• Required work: Extract every line of the data below that contains the string "instance".

[Collected data entries]

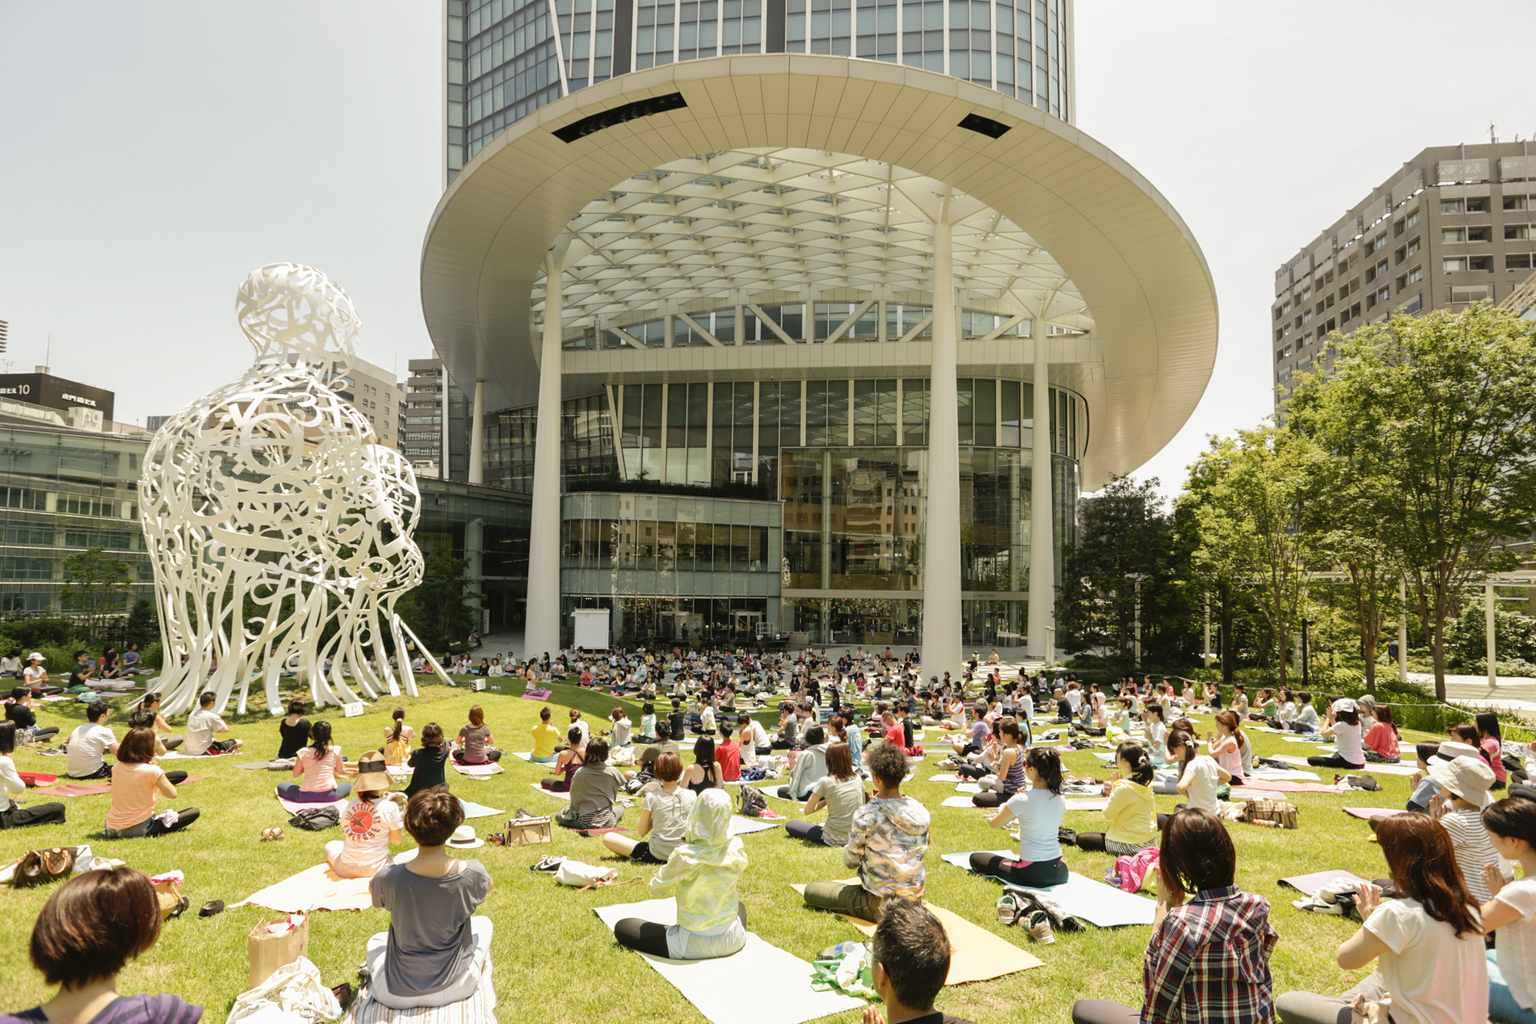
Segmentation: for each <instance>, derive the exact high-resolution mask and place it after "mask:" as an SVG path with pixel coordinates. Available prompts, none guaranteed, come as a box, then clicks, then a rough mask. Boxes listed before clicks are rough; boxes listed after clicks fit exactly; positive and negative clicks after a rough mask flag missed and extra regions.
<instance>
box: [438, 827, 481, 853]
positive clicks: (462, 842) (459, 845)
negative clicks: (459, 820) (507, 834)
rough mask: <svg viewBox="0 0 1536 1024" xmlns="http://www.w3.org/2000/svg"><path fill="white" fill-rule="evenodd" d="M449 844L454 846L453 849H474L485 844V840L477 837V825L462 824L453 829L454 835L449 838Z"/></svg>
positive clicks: (476, 848) (464, 849) (479, 846)
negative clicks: (449, 838) (476, 831)
mask: <svg viewBox="0 0 1536 1024" xmlns="http://www.w3.org/2000/svg"><path fill="white" fill-rule="evenodd" d="M447 844H449V846H452V847H453V849H459V851H472V849H479V847H481V846H485V840H482V838H476V835H475V826H472V824H461V826H459V827H456V829H453V837H452V838H450V840H449V843H447Z"/></svg>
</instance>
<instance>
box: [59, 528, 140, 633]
mask: <svg viewBox="0 0 1536 1024" xmlns="http://www.w3.org/2000/svg"><path fill="white" fill-rule="evenodd" d="M132 583H134V577H132V574H131V573H129V565H127V562H126V560H123V559H114V557H109V556H108V554H104V553H103V550H101V548H86V550H84V551H77V553H75V554H71V556H68V557H66V559H65V586H63V590H60V593H58V600H60V603H61V605H63V606H65V608H68V609H72V611H77V613H80V614H81V616H83V619H84V628H86V637H84V639H86V640H100V639H101V637H103V636H104V633H106V626H108V620H109V619H111V617H112V616H115V614H117V613H120V611H121V609H123V606H124V603H126V602H127V588H129V586H131V585H132Z"/></svg>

• Response box:
Segmentation: for each <instance>, derive the exact high-resolution mask and place it after "mask:" as an SVG path with pixel coordinates. Available prompts, none guaranteed, come as a box, then clicks, then a rough mask. Boxes listed before clicks are rough; boxes listed after clicks fit exactly; positive and negative clicks after a rough mask flag missed and extra regions.
<instance>
</instance>
<instance>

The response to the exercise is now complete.